> [TEXTE FOURNI]:
++++++
P. B. - L´Afssa a pour mission d´évaluer les risques et les bénéfices apportés par les produits phytosanitaires ou les matières fertilisantes en vue de l´autorisation de mise sur le marché. Elle doit aussi formuler des recommandations sur les conditions d´emploi des produits. Il s´agit de fournir une évaluation scientifique complète, fiable et impartiale.
Par rapport à la situation antérieure, la différence porte sur les procédures avec une distinction réelle entre l´évaluation, confiée donc à l´Afssa, et la décision d´homologation qui reste de la responsabilité du ministre de l´Agriculture et sera prise au vu de notre avis. Auparavant, évaluation et décision étaient concentrées au ministère de l´Agriculture.
Un autre aspect nouveau est le changement d´échelle dans les moyens. Il y a désormais adéquation avec les objectifs, notamment en terme de délai d´instruction d´un dossier. Ceci est permis grâce à une revalorisation de la taxe d´homologation versée par les entreprises. Une direction du végétal et de l´environnement vient d´être créée au sein de l´Afssa. Elle compte 90 personnes récemment recrutées.
Pratiquement, quel va être l´itinéraire d´un dossier ?
P. B. - Il y a maintenant un guichet unique de dépôt des dossiers à l´Afssa. Pour les professionnels, c´est une simplification importante. Quand un dossier est complet, un coordinateur élabore le programme de travail pour des unités d´évaluation qui sont au nombre de six(2). La synthèse est ensuite soumise à un comité d´experts scientifiques (CES) d´horizons variés qui élabore un projet d´avis en lien avec l´unité de coordination.
Pourquoi des experts extérieurs ?
P. B. - Les personnes chargées d´instruire les dossiers en interne ont des compétences scientifiques et techniques qui leur permettent de les examiner et de procéder à un premier niveau d´expertise collective. Elles apportent un appui aux scientifiques des CES qui sont des chercheurs pour la plupart. Or chaque dossier peut soulever de nouvelles questions, d´où la nécessité d´avoir l´avis d´experts scientifiques extérieurs. C´est "e;la science en marche"e; au bénéfice de l´évaluation des risques !
++++++
> [Descriptions de régions en langage naturel]:
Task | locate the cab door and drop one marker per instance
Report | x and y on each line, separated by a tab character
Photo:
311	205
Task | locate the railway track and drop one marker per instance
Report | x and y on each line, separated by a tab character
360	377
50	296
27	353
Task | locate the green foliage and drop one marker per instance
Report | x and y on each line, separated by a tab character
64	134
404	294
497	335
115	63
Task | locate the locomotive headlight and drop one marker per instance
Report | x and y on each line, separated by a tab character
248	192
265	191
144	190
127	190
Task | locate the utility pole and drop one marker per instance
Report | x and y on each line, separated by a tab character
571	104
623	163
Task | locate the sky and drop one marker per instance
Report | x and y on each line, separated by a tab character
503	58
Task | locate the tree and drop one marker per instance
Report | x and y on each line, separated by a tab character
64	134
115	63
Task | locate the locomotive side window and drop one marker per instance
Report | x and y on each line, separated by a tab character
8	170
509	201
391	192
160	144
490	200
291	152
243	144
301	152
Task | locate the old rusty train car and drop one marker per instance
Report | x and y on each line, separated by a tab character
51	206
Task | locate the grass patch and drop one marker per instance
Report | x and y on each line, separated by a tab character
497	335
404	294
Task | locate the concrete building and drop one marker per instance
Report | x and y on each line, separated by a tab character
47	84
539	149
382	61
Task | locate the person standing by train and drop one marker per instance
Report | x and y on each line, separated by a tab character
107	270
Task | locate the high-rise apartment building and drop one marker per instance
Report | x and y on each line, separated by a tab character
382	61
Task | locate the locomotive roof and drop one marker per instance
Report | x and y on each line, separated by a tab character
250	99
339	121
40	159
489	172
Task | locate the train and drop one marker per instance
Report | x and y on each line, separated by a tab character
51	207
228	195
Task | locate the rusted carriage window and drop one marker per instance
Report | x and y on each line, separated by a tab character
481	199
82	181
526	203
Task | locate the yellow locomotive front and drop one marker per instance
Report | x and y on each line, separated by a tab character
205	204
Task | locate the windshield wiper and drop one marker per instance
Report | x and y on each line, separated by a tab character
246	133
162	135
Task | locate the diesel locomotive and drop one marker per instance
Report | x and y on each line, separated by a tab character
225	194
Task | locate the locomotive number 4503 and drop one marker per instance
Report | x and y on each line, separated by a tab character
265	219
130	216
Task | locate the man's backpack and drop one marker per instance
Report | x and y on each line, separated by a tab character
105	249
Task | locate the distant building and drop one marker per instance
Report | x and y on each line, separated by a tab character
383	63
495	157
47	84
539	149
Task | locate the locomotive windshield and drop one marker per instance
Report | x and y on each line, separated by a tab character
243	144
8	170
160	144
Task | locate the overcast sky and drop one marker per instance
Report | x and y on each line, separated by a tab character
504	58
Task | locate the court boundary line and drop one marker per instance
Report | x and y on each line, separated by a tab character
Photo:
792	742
++++++
Recopiez le passage du texte sur l'Afssa qui va de « Par rapport à » jusqu'à « d´un dossier ? » inclus.

> [TÂCHE TERMINÉE]:
Par rapport à la situation antérieure, la différence porte sur les procédures avec une distinction réelle entre l´évaluation, confiée donc à l´Afssa, et la décision d´homologation qui reste de la responsabilité du ministre de l´Agriculture et sera prise au vu de notre avis. Auparavant, évaluation et décision étaient concentrées au ministère de l´Agriculture.
Un autre aspect nouveau est le changement d´échelle dans les moyens. Il y a désormais adéquation avec les objectifs, notamment en terme de délai d´instruction d´un dossier. Ceci est permis grâce à une revalorisation de la taxe d´homologation versée par les entreprises. Une direction du végétal et de l´environnement vient d´être créée au sein de l´Afssa. Elle compte 90 personnes récemment recrutées.
Pratiquement, quel va être l´itinéraire d´un dossier ?